**Excerpted text**
It’s a rite of passage and like previous generations since World War II the Millennials are now falling into line: They are buying homes, not renting, and those homes are often in the suburbs, not in the city.
For a long time many cultural and social observers believed that this generation, now largely in their 30s, would be different from their parents and grandparents. They wouldn’t do the inevitable move out of their urban rentals and buy homes in the suburbs.
And for a long time, those predictions were true. But it now appears as if it was never about “if”: it was about “when.” And egged on by the pandemic which is causing a general exodus of all generations from urban life, the housing market is booming, particularly in less congested areas like the suburbs.
Millennials, ages 24 to 39, accounted for 38% of all home buyers in the year that ended July 2019, up from 32% in 2015, according to the National Association of Realtors. “We anticipate as they turn 31 and 32, we’ll just see homebuying demand grow,” Odeta Kushi, deputy chief economist at First American Financial Corp. recently told the Wall Street Journal. The firm says the Millennial generation could be responsible for at least 15 million home sales in the next decade.
Many of these home purchases are in the suburbs as urban areas like New York City report serious reductions in home sales and surrounding suburbs in New Jersey, Connecticut and adjacent New York counties on Long Island and north of the city experience huge upticks in sales.
Where this generation chooses to live and the kinds of homes they select will have serious ramifications for the home furnishings business both in terms of where stores should be located and product mixes. For the lighting business, for instance, home ownership versus rental is very often the differentiator between purchasing hard-wired products and portable lamps.
Home ownership is a trend that many said would come, but would be one that would be postponed compared to previous generations. “Millennials, they’re roaring into homebuying age,” Rick Arvielo, chief executive of mortgage lender New American Funding was quoted in the same Wall Street Journal article. “What the industry’s been talking about for a decade is whether they’re going to follow their predecessor generations in terms of their desire to own homes. Yeah, they do—they have the same desires.”

**Data shown**
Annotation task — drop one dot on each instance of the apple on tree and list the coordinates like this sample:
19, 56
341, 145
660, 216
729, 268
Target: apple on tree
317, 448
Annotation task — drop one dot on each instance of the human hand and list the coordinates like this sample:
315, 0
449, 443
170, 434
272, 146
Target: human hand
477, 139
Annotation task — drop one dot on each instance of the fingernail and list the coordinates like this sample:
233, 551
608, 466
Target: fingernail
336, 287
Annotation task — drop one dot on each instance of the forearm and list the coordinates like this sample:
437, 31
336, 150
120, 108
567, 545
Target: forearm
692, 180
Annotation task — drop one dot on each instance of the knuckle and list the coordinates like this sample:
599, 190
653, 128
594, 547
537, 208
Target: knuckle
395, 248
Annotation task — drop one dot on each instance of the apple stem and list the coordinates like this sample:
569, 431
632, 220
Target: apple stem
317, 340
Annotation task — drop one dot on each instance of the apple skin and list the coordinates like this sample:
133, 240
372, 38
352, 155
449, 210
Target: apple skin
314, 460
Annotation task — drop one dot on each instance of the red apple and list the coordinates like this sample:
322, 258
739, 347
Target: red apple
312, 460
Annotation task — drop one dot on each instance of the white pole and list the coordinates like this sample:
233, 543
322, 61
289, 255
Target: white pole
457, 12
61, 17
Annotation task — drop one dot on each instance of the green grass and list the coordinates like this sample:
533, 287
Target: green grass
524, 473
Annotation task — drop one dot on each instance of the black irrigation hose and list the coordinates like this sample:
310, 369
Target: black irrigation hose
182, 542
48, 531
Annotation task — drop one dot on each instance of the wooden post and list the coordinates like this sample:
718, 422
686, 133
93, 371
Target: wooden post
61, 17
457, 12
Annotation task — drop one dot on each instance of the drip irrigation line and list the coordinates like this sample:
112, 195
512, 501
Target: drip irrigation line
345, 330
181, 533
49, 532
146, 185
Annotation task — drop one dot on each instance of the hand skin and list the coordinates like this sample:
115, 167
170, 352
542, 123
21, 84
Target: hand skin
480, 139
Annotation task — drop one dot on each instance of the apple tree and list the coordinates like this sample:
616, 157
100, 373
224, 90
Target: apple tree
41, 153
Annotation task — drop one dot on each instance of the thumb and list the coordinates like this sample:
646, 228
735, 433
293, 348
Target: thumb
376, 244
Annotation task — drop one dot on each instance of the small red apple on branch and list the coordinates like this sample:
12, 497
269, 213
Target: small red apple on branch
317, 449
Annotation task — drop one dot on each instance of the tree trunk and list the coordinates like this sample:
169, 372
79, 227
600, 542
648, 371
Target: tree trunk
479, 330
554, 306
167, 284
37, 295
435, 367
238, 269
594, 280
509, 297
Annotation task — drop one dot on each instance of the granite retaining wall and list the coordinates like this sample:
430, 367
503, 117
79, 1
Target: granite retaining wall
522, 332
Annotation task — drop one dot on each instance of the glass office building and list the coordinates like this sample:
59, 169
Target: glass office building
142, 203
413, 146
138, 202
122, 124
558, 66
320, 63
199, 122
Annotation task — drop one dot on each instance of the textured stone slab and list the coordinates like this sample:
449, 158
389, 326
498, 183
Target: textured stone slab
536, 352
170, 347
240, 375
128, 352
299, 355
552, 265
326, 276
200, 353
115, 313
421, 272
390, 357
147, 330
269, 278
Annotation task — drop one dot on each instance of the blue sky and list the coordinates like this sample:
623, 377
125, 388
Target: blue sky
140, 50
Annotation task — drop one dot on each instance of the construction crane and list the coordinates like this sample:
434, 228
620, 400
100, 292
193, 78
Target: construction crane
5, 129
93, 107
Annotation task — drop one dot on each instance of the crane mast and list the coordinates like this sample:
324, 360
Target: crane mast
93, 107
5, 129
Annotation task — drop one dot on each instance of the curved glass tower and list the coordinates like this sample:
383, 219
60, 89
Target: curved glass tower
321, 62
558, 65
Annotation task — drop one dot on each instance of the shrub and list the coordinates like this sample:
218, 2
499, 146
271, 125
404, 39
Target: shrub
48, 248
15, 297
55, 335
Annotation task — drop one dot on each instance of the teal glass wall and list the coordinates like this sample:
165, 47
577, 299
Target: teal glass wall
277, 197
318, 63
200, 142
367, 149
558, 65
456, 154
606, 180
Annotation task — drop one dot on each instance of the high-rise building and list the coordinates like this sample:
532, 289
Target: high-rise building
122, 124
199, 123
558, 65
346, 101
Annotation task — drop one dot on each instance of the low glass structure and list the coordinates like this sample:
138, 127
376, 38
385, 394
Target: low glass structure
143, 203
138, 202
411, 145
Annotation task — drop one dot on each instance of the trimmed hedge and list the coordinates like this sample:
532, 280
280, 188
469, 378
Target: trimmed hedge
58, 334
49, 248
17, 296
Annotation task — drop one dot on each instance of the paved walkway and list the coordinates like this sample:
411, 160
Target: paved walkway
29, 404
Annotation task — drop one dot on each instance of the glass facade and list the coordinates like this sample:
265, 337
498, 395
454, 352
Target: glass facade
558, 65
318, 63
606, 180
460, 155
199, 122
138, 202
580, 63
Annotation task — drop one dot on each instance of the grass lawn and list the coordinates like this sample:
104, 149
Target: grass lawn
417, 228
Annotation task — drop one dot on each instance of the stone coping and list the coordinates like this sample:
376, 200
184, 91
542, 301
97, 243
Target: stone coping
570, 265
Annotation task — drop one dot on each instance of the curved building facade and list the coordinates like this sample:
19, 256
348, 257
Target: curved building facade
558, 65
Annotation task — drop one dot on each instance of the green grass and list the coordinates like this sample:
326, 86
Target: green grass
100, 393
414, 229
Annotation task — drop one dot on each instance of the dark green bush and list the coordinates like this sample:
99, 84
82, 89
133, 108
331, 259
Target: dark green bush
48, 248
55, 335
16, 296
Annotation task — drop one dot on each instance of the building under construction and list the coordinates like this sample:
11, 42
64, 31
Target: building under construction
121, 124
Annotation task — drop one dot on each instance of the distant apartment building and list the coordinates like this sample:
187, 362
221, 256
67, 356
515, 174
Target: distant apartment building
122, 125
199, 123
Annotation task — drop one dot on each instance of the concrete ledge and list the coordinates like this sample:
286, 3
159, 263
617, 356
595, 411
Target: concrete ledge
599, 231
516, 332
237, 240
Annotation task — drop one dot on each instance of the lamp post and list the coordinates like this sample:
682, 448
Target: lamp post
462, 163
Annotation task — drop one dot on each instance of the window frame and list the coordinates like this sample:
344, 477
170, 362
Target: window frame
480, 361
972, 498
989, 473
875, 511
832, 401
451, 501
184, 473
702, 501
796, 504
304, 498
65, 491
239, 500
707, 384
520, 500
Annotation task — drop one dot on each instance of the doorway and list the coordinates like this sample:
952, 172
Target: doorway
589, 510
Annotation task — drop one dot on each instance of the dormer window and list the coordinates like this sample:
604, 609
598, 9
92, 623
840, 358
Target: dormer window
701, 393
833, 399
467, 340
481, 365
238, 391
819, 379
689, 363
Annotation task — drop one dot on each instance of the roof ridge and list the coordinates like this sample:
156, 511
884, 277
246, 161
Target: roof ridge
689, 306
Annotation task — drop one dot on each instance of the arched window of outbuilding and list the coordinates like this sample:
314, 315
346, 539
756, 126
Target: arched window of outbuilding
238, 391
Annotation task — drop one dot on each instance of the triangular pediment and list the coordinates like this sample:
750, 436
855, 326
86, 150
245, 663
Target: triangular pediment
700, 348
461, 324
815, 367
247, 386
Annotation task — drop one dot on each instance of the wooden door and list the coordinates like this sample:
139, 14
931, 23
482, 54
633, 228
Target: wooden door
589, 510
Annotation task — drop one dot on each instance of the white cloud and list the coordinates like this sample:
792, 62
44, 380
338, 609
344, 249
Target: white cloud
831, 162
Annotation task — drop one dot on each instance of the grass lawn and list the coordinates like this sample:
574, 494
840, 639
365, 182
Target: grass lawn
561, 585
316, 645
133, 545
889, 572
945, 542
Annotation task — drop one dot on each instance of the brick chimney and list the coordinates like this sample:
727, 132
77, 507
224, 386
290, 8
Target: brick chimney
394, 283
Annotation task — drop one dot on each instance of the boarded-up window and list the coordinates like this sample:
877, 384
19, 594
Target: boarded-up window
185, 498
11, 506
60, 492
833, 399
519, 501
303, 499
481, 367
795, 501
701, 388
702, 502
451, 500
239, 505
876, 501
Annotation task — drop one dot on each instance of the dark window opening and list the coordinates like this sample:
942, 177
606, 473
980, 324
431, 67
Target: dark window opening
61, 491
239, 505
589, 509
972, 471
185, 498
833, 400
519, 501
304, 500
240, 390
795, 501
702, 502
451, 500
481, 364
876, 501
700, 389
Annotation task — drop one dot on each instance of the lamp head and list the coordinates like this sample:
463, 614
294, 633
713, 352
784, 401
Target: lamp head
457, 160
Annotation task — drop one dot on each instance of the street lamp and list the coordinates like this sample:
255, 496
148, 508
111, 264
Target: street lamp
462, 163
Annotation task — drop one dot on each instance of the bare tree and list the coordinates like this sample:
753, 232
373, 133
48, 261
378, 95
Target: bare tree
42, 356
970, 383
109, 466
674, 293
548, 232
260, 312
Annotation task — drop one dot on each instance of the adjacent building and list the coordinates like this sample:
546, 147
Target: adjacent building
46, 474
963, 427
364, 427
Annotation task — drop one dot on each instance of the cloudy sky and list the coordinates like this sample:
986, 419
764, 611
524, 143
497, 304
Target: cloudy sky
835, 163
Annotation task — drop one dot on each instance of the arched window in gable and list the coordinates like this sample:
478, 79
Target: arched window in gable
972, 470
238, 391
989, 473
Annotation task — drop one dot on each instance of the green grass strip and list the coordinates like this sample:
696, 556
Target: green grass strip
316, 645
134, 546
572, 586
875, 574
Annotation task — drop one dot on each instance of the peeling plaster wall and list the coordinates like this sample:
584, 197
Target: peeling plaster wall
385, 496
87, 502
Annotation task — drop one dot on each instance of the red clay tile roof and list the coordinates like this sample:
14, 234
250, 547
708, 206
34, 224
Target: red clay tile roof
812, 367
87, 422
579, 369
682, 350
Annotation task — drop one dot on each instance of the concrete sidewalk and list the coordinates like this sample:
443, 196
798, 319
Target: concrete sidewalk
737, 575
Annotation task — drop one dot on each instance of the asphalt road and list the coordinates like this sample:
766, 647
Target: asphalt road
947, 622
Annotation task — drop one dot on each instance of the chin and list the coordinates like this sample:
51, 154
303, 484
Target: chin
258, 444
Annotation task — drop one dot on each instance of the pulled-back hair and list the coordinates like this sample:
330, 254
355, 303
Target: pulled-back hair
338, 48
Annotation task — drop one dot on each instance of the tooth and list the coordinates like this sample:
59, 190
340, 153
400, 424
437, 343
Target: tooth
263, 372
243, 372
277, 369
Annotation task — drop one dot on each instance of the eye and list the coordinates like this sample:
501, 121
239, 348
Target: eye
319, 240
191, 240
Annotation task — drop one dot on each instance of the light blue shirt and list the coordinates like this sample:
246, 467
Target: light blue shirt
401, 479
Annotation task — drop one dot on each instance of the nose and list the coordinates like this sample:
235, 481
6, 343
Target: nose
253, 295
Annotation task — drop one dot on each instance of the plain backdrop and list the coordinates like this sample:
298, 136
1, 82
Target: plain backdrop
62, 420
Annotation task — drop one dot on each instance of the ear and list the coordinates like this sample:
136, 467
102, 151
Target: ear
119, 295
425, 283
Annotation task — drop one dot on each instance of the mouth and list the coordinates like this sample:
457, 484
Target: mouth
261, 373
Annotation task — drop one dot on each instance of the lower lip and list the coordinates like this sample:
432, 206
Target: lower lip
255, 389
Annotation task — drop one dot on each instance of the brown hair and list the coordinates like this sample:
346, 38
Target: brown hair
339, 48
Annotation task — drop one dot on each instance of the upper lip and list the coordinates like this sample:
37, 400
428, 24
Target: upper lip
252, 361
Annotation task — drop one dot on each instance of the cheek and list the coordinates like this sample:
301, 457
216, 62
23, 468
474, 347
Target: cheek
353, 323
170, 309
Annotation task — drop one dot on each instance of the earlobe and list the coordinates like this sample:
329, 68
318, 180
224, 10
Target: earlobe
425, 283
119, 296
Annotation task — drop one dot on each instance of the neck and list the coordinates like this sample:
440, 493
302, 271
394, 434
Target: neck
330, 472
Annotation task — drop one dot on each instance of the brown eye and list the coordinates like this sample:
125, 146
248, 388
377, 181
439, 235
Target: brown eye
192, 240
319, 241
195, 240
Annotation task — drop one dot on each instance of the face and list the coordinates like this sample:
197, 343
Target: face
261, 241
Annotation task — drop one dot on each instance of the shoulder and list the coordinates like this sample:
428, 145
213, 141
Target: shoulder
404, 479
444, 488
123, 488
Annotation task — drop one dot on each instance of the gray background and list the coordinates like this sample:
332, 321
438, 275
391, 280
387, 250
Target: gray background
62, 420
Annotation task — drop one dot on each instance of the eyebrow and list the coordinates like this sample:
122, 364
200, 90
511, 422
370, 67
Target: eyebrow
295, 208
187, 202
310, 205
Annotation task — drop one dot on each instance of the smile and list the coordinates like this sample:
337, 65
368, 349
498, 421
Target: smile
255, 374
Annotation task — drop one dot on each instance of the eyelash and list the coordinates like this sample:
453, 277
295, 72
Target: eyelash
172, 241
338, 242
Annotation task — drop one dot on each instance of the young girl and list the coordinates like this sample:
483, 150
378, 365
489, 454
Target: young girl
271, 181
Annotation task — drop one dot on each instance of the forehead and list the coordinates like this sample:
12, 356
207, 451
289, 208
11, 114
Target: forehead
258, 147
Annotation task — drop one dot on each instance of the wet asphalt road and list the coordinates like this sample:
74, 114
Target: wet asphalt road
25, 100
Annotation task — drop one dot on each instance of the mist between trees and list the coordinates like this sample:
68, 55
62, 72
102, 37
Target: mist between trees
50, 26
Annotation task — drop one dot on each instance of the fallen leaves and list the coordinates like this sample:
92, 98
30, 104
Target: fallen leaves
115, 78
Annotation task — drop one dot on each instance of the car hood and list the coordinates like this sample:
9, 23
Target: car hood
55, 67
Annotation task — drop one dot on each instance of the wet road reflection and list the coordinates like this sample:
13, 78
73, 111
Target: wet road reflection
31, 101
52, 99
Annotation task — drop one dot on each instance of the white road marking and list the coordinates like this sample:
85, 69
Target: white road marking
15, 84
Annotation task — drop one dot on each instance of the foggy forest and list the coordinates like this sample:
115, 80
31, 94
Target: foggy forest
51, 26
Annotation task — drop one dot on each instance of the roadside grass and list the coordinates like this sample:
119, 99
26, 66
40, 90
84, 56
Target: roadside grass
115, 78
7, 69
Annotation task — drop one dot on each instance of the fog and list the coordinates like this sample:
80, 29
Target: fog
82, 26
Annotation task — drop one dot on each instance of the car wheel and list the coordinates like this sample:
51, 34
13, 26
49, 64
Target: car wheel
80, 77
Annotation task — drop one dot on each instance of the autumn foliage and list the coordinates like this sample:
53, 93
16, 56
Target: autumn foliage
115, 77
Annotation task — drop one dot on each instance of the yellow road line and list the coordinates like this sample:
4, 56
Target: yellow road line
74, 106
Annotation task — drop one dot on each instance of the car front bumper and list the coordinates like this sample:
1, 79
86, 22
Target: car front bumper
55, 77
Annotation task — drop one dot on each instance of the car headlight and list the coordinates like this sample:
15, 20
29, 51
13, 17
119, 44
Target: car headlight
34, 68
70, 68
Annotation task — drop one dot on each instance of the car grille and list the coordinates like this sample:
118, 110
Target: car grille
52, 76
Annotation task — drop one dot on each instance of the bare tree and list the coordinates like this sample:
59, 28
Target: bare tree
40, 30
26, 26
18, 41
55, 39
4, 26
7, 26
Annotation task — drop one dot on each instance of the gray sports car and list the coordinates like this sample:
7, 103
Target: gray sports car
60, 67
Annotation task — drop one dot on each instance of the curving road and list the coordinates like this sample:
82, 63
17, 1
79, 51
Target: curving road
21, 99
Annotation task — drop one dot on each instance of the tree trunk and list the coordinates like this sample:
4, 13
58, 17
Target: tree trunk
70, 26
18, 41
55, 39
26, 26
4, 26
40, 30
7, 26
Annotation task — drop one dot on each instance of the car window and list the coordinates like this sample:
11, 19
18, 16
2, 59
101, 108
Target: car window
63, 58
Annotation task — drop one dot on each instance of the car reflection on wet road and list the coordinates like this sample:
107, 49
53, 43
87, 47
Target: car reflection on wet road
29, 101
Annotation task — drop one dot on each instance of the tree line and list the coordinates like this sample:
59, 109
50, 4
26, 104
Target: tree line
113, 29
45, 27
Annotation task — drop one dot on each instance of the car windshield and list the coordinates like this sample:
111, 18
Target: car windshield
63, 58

**Work order**
Return the stretch of the article on Millennials buying homes that starts with the words "Where this generation" and ends after "and portable lamps.", copied word for word.

**Answer section**
Where this generation chooses to live and the kinds of homes they select will have serious ramifications for the home furnishings business both in terms of where stores should be located and product mixes. For the lighting business, for instance, home ownership versus rental is very often the differentiator between purchasing hard-wired products and portable lamps.